-- Tarefas --
A. Segundo o texto sobre o início do Evangelho de João, a partir de que acontecimento Marcos começa seus relatos?
B. Prossiga com o texto sobre o início do Evangelho de João a partir do ponto em que ele termina.

-- Texto de origem --
· · · · ·
Enquanto Marcos inicia seus
relatos a partir do batismo de Jesus às margens do rio Jordão; Mateus mergulha
fundo na literatura dos profetas israelitas preservadas no Primeiro Testamento
e Lucas inclui detalhes impressionantes obtidos por testemunhas oculares dos
acontecimentos por ele narrado, distintamente de seus companheiros evangélicos,
João opta por iniciar sua narrativa sobre o nascimento de Jesus – antes
do tempo.
É muito provável que João tenha tido acesso aos relatos de seus companheiros e
contemporâneos. Ao propor uma nova edição dos acontecimentos evangélicos ele
prefere dar uma nova perspectiva da origem de Jesus. Ele transcende o tempo e
espaço e localiza Jesus no princípio da Criação. Marcos enfatiza a divindade de
Jesus no momento do seu batismo, Mateus e Lucas deixam evidente a divindade de
Jesus nos acontecimentos que se relacionam ao seu nascimento e João ratificando
as informações de seus antecessores declara que Jesus sempre existiu desde o
momento iniciante da Criação de todas as coisas. Para ele nunca houve um tempo
em que Jesus não existisse – Ele existe desde sempre!
Vamos resgatar a forma singular com que
João nos apresenta seu relato natalino.
“No princípio era aquele que é a Palavra. Ele
estava com Deus, e era Deus.”[1]
“No princípio era o Verbo, e o
Verbo estava com Deus, e o Verbo era Deus.”[2]
“Antes de
ser criado o mundo, aquele que é a Palavra já existia. Ele estava com Deus e
era Deus.”[3]
“Antes de existir qualquer coisa, Cristo já existia, e estava com Deus.”[4]
“No princípio era o Logos e o Logos estava voltado
para Deus (com Deus) e o Logos era Deus”[5]
Os relatos que lhe antecedem localizam a origem de Jesus no
tempo (Lc imperadores romanos) e espaço (Mt cidade de Belém) João abre sua
narrativa evangélica com um enunciado em três partes, onde nos arremete para a
origem atemporal de todas as coisas.
No
princípio era o Verbo [Palavra] - Ele vai buscar na expressão que abre as
páginas da Torá judaica (primeira parte da Bíblica cristã), “No princípio”
para indicar a origem eterna (atemporal) de Jesus. Mas há uma substancial
diferenciação entre a expressão no livro de Gênesis e a expressão utilizada por
João. Em Gênesis a expressão “No princípio”[6] marca
o ponto de partida de onde todas as coisas passaram a existir, pois antes não
existiam; mas o evangelista utiliza a mesma expressão “No princípio”
· · · · ·
-- Linhas fornecidas --
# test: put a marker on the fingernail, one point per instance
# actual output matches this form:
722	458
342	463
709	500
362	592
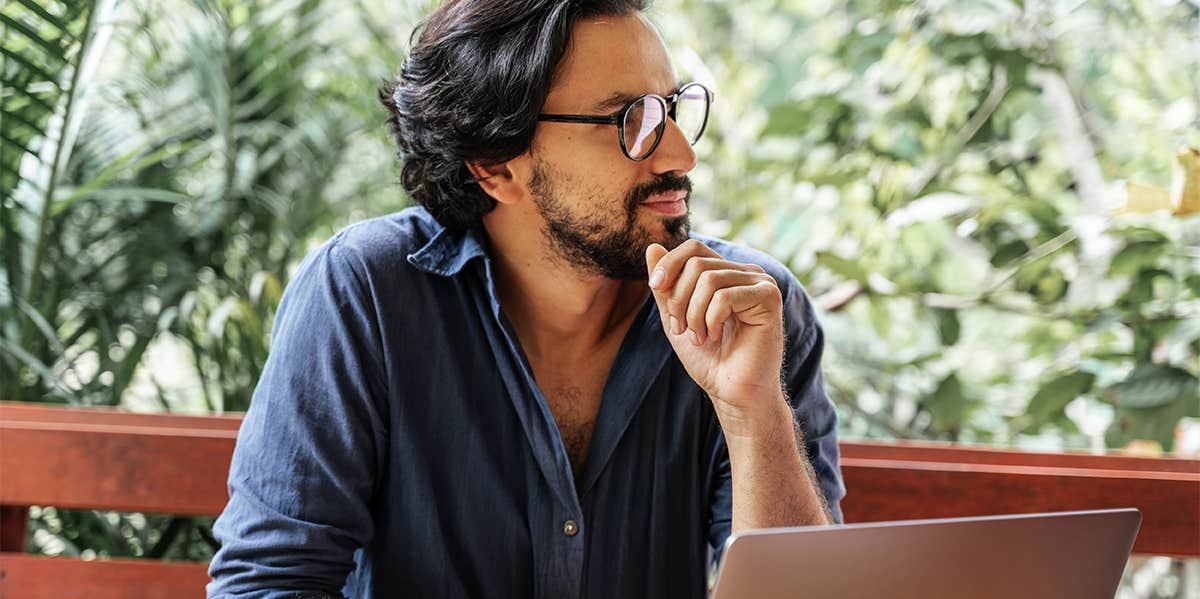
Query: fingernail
657	277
· · · · ·
-- Respostas --
A. A partir do batismo de Jesus às margens do rio Jordão.

B.
para localizar a existência de Jesus antes
da existência da própria Criação. Para João quando todas as coisas passaram a
existir, Jesus já existia e se fazia
presente, portanto, não apenas o evangelista conecta o relato evangélico
com o início da história da criação, mas como que indica que o nascimento de
Jesus é um prolongamento da página inicial da Bíblia inteira.
“No
princípio era o Verbo”. Ao utilizar o verbo “era [ser]” no
imperfeito[7] para
completar o sentido de “princípio” João esta indicando a pré-existência de
Jesus; o escritor evangélico esta escrevendo da perspectiva histórica, olhando
para trás a partir da Encarnação do Verbo (nascimento físico de Jesus),
portanto, Jesus não veio a existir no ato da Criação, mas Ele já existia[8] antes
do tempo em que todas as coisas foram trazidas à existência, e no transcorrer
da narrativa joanina (8.58) Jesus demonstra ter plena consciência desta verdade
ao fazer essa declaração contundente: “Antes que Abraão fosse, eu
sou”.
O
Verbo [Palavra] estava com
Deus – Se a expressão anterior revela a pré-existência do Verbo com Deus, a segunda revela a distinção entre eles. A preposição grega
“com – pros (πρός)” indica um movimento em direção a algo ou
alguém, de modo que, aquele que “estava” desde o princípio, nunca esteve
sozinho, mas sempre compartilhou da companhia de Deus (Pai) [9]. Aqui
tem também a ideia de comunhão entre o Logos e o Pai (Théos), de maneira que
fazem todas as coisas em perfeita harmonia (Jo 14.11, 20; 17.5,24).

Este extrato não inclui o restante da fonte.